■ **How to complete this task**
Everything from the line with "Task: locate the battleship" through the end of the entries must be transcribed exactly; no other lines belong in the answer.
*** Opening Material shown ***
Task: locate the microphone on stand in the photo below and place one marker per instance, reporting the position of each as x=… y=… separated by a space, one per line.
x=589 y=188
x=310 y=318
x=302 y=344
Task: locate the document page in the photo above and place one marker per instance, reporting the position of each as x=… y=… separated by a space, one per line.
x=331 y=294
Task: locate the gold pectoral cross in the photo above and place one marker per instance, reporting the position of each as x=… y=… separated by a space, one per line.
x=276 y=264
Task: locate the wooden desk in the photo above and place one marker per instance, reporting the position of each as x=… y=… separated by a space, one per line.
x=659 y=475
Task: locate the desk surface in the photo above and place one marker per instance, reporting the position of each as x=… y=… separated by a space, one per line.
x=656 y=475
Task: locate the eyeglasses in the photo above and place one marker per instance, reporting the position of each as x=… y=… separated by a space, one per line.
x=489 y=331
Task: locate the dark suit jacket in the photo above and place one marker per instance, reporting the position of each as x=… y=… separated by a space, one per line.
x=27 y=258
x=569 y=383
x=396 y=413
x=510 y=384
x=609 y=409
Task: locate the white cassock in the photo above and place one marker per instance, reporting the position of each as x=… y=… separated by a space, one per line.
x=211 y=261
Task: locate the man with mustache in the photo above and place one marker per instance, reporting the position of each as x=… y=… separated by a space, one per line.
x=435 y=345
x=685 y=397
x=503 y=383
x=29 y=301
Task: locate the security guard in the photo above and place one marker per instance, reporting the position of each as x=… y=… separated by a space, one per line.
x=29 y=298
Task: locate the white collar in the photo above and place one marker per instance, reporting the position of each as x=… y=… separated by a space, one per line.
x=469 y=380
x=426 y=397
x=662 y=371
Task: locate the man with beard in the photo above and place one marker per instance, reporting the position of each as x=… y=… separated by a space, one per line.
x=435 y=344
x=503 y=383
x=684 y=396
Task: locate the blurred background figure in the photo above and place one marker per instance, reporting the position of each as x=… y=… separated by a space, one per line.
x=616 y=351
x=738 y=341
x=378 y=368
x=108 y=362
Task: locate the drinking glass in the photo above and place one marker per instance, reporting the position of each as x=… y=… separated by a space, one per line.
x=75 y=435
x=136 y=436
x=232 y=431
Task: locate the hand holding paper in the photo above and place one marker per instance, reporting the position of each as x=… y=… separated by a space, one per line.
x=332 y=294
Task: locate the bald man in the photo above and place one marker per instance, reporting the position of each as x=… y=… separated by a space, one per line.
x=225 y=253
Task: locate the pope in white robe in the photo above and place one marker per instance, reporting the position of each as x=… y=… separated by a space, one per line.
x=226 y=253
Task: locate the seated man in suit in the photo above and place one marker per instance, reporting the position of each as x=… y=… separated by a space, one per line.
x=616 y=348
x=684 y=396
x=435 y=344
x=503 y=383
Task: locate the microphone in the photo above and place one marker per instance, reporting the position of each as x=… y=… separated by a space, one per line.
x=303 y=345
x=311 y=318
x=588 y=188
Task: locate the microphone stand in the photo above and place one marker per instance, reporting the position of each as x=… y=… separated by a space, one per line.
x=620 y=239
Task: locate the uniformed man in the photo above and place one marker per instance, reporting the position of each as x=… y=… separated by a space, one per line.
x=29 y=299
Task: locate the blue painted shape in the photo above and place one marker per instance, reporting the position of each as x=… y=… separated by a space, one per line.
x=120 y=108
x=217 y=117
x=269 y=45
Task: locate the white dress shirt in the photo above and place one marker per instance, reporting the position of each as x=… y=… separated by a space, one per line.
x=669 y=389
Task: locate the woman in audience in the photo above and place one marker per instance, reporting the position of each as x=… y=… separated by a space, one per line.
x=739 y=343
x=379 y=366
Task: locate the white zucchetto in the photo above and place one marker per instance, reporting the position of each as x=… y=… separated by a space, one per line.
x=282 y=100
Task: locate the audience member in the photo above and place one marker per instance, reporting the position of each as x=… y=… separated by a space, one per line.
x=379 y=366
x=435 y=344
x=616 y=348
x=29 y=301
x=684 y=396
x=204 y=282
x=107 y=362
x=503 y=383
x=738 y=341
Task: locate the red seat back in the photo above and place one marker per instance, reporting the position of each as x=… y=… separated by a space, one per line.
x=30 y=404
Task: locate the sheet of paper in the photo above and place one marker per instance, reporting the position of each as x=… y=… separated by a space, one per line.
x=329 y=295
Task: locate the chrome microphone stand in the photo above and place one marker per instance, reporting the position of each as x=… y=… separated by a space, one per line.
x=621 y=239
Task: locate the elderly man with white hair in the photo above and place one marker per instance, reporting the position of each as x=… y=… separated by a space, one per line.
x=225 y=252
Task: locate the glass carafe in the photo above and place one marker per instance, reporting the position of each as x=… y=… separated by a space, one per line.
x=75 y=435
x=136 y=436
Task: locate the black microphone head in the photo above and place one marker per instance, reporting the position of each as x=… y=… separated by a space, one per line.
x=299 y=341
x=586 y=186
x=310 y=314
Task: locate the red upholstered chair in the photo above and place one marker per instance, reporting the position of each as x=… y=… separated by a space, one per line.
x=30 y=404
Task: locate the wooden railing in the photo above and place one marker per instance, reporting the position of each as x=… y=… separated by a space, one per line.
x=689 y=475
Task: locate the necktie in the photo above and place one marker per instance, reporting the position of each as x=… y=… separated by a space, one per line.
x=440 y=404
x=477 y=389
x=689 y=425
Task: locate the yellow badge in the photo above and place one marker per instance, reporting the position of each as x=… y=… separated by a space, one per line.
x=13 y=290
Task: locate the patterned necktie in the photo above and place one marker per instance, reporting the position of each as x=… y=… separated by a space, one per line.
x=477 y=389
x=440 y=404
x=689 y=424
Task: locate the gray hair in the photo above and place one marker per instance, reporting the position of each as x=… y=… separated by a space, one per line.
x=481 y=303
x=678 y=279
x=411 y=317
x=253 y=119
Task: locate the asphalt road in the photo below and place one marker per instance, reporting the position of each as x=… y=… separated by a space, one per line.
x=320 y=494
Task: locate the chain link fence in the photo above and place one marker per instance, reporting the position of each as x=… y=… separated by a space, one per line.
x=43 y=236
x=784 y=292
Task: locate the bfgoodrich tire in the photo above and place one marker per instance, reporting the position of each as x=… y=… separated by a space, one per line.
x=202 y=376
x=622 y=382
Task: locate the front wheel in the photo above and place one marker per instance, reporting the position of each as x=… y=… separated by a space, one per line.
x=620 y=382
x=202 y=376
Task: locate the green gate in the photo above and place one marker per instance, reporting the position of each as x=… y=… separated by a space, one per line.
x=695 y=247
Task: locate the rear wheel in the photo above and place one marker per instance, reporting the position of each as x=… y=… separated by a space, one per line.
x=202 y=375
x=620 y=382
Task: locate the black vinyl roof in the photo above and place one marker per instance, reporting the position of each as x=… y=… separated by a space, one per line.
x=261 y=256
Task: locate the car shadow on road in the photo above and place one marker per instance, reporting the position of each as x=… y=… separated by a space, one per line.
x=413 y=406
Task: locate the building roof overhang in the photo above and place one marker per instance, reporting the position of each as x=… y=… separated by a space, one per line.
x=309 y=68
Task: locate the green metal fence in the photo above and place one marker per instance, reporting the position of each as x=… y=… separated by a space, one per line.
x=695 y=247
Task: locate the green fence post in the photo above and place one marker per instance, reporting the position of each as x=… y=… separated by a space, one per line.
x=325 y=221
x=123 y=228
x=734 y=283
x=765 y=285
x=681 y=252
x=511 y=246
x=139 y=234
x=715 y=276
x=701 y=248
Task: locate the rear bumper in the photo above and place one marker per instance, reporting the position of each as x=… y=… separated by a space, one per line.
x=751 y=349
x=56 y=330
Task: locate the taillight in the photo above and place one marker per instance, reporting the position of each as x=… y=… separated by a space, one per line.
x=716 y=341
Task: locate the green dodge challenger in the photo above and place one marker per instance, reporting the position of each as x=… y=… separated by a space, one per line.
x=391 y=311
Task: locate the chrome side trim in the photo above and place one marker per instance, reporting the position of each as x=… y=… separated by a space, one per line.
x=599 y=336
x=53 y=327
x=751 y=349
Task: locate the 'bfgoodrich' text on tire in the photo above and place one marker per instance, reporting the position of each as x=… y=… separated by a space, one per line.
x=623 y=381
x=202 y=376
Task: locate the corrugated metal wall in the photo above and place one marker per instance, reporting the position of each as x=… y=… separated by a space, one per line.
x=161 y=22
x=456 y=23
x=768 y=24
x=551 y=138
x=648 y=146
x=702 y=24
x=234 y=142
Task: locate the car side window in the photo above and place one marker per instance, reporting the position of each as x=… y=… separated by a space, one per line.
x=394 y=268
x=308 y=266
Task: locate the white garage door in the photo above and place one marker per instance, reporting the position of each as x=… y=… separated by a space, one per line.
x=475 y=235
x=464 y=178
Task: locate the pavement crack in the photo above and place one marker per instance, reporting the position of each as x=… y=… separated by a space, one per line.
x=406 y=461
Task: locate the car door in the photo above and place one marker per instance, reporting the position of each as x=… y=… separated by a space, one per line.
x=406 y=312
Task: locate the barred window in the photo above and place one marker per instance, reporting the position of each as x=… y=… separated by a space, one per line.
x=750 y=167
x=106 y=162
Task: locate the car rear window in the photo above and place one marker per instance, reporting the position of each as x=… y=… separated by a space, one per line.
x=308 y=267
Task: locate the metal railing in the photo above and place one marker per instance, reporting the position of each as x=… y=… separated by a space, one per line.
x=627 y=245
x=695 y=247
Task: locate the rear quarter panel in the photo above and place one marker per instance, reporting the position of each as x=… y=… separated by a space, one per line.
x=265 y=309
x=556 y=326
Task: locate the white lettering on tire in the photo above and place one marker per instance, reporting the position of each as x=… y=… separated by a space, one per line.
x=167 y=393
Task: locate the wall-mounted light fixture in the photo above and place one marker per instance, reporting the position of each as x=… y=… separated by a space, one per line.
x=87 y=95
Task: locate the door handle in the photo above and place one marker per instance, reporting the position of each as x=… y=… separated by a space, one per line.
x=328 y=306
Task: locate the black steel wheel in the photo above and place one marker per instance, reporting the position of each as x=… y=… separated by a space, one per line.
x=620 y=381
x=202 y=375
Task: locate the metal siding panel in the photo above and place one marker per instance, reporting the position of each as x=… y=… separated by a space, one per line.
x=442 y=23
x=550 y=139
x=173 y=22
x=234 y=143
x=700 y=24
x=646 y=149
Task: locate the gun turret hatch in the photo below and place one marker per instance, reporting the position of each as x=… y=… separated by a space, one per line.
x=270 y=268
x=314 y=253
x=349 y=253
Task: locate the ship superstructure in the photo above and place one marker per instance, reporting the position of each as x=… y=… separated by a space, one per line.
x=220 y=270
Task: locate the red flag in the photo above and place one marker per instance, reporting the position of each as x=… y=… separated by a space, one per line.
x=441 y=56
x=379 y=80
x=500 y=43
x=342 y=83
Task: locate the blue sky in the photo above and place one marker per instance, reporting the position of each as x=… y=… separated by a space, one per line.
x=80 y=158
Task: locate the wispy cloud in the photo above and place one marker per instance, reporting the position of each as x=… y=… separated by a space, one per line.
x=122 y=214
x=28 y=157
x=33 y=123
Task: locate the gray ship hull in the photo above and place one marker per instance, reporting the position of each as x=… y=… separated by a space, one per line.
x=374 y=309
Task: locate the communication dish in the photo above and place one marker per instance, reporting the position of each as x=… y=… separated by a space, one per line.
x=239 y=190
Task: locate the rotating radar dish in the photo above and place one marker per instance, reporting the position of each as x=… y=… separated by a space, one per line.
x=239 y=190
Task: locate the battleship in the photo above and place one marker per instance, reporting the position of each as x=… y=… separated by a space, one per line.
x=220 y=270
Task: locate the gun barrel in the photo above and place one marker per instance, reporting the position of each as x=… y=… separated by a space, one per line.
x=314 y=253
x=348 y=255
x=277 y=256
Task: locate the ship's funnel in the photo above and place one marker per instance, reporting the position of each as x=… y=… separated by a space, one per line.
*** Closing Material shown ***
■ **Expected output**
Task: locate the battleship in the photo above and place one marker per instance, reporting the position of each as x=… y=… separated by a space, one per line.
x=220 y=270
Task: locate the gun barrel in the photo above and place one marker per instance, reporting the position of each as x=… y=… separated by a space, one per line.
x=314 y=253
x=348 y=255
x=277 y=256
Task: locate the ship's funnel in the photo above and place one marker per instance, reporting the position of each as x=… y=… separated by a space, one per line.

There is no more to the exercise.